Document section:
·····

People generally take breathing for granted, not on purpose but because they’re basically oblivious. Think about it… When was the last time you woke up and had to consciously make the effort to think about taking your first breath. It comes naturally to you. She breathes heavily, she breathes short and she breathes fast. She knows that because she counts every breath she takes. She knows how she can not sleep flat on her back or lying on her front, but only with 2 pillows under her head, lying on her side with all windows open. Only with a water bottle in her arms and nothing near her face or neck. She learnt that without these she can’t breathe, she can’t sleep.

As much as you feel selfish for demanding all of these things happen so you are able to rest, over time she came to realise that, it’s ok to be selfish. Sometimes you have to be selfish to be safe. A hard pill to swallow for her as she can’t stand selfishness. She has always been told by her doctor that having CF is like breathing through a broken straw. That’s what her lungs are like…….Hmmm……Enough of negative thoughts!…..Let’s breathe in some positivity!

·····

Data extracts:

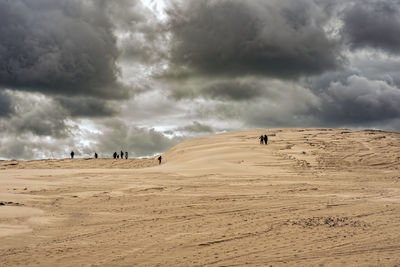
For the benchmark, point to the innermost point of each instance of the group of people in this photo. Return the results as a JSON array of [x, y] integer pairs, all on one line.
[[263, 139], [117, 156]]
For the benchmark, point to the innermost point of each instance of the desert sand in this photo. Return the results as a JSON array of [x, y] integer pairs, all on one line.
[[311, 197]]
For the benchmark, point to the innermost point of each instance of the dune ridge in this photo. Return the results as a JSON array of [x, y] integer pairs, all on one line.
[[323, 197]]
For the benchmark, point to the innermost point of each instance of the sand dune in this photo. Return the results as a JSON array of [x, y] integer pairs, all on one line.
[[311, 197]]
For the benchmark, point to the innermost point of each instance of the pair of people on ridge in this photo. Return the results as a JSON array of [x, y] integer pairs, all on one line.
[[263, 139]]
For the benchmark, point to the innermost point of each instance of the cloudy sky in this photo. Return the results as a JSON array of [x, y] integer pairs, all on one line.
[[142, 75]]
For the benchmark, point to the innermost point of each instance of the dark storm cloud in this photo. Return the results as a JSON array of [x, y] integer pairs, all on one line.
[[35, 114], [88, 107], [275, 38], [196, 127], [6, 107], [62, 47], [233, 90], [359, 100], [373, 24]]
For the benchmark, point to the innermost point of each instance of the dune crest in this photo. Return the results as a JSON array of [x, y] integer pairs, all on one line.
[[311, 197]]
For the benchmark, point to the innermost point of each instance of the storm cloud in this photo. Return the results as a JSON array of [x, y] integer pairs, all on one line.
[[62, 47], [373, 24], [230, 37]]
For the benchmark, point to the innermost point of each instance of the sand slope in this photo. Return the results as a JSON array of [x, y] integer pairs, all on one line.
[[310, 197]]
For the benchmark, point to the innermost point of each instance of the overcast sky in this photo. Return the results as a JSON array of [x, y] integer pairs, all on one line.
[[142, 75]]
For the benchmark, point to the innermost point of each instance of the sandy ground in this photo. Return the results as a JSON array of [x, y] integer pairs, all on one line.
[[311, 197]]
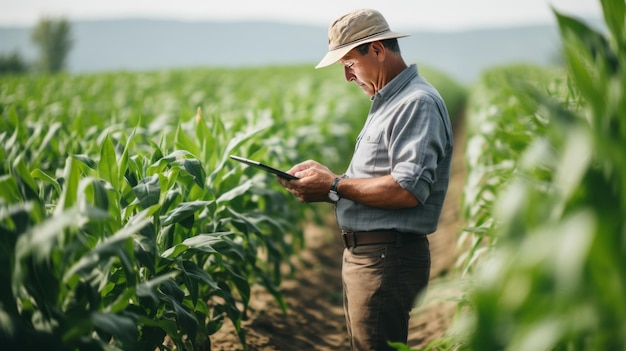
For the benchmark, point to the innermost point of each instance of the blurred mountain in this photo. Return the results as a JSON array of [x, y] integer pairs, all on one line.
[[140, 44]]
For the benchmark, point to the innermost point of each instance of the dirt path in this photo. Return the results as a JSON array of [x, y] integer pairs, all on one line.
[[315, 318]]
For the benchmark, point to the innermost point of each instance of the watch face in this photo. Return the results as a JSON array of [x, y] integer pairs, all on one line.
[[333, 196]]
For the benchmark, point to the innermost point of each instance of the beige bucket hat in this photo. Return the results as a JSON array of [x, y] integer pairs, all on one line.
[[353, 29]]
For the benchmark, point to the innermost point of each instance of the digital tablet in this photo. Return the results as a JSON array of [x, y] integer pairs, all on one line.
[[264, 167]]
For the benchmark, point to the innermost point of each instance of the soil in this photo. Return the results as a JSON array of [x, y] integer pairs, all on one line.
[[315, 320]]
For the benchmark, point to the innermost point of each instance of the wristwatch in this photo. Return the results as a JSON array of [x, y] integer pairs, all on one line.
[[333, 194]]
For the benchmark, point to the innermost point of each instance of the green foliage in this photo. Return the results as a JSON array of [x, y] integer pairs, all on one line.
[[54, 39], [12, 64], [122, 219], [546, 197]]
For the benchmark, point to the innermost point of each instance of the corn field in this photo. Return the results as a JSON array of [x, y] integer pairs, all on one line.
[[122, 219]]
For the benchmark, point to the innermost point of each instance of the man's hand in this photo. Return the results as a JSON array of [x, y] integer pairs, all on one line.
[[314, 183]]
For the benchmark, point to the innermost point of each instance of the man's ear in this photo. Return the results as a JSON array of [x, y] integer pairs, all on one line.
[[379, 50]]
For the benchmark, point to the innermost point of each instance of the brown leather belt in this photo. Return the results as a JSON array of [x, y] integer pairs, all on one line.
[[353, 239]]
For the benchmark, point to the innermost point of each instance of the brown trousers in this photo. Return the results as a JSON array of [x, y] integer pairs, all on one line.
[[381, 284]]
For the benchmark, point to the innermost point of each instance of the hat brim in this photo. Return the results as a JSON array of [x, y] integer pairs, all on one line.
[[335, 55]]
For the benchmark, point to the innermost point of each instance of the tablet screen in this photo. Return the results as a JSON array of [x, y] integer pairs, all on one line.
[[264, 167]]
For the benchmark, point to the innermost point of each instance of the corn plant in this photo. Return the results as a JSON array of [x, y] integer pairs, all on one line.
[[554, 278], [122, 220]]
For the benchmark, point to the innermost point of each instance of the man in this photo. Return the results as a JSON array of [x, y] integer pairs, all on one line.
[[391, 196]]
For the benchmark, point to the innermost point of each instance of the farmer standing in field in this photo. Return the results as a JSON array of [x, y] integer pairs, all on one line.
[[391, 196]]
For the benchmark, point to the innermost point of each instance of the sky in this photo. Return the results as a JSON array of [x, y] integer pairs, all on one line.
[[437, 15]]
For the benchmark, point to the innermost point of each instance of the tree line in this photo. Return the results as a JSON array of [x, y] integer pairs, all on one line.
[[53, 38]]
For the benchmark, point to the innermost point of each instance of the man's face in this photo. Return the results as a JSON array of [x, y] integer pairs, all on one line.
[[363, 70]]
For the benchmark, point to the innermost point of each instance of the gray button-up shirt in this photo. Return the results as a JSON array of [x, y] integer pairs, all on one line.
[[407, 134]]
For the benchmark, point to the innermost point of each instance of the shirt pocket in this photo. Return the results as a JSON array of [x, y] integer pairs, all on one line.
[[371, 154]]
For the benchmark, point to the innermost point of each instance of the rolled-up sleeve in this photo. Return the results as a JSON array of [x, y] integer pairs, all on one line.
[[419, 142]]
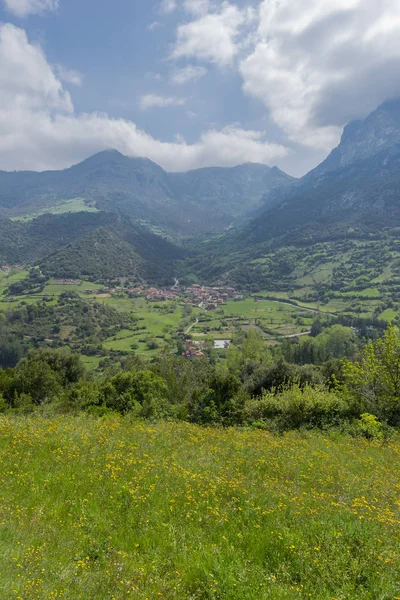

·····

Problem 1:
Extract the section of the passage about breathing between "People generally take" and "she can’t sleep.", inclusive.
Problem 2:
According to the passage about breathing, what has her doctor always told her having CF is like?
Problem 3:
Carry on the passage about breathing from its final sentence.

Task output 1:
People generally take breathing for granted, not on purpose but because they’re basically oblivious. Think about it… When was the last time you woke up and had to consciously make the effort to think about taking your first breath. It comes naturally to you. She breathes heavily, she breathes short and she breathes fast. She knows that because she counts every breath she takes. She knows how she can not sleep flat on her back or lying on her front, but only with 2 pillows under her head, lying on her side with all windows open. Only with a water bottle in her arms and nothing near her face or neck. She learnt that without these she can’t breathe, she can’t sleep.

Task output 2:
Breathing through a broken straw.

Task output 3:
That small bit of happiness and the grateful feeling you get from appreciating the small things in life makes even the darkest things a joy! If you are having a bad day, who is the angel looking after you or checking in? If you can’t go out when your friends can, get that much needed beauty sleep. If you feel life is unfair for you, or you don’t have the money to buy that new dress you like, remember the times you’ve bought that type of stuff before, or that you have a roof over your head, a family & food. Every day you wake up it’s really is ok if the only thing you did was breathe. Notice it, be grateful for it and cherish it. You never know which may be your last.

She loves routine. However the point she’s trying to make is that you shouldn’t let CF and a routine define your day, week, year or life, instead just help you plan it. A routine is there to allow you to keep organised while you do all you want to do. She does roughly 3-4 hours of treatments each day, split between morning and night, which vary from nebulisers, airway clearance, 50+ tablets, injections and physio.

Her morning routine has been pretty much the same for over 10 years now. It goes like this: Wake up, Inject the correct amount of insulin for breakfast that day, Do her nebuliser (Dornase Alpha 5-10mins), Have the same thing for breakfast each day as she knows exactly how her body handles it, Do Acapella (physio) for about 35-40 mins and usually 140 breaths at various depths and strength, Do her antibiotic nebuliser (Colomycin 15 mins), 4 Puffs of inhaler, Sterilize all of the above ready to be used that night, worry about climbing up the stairs to try and get ready and continue her day.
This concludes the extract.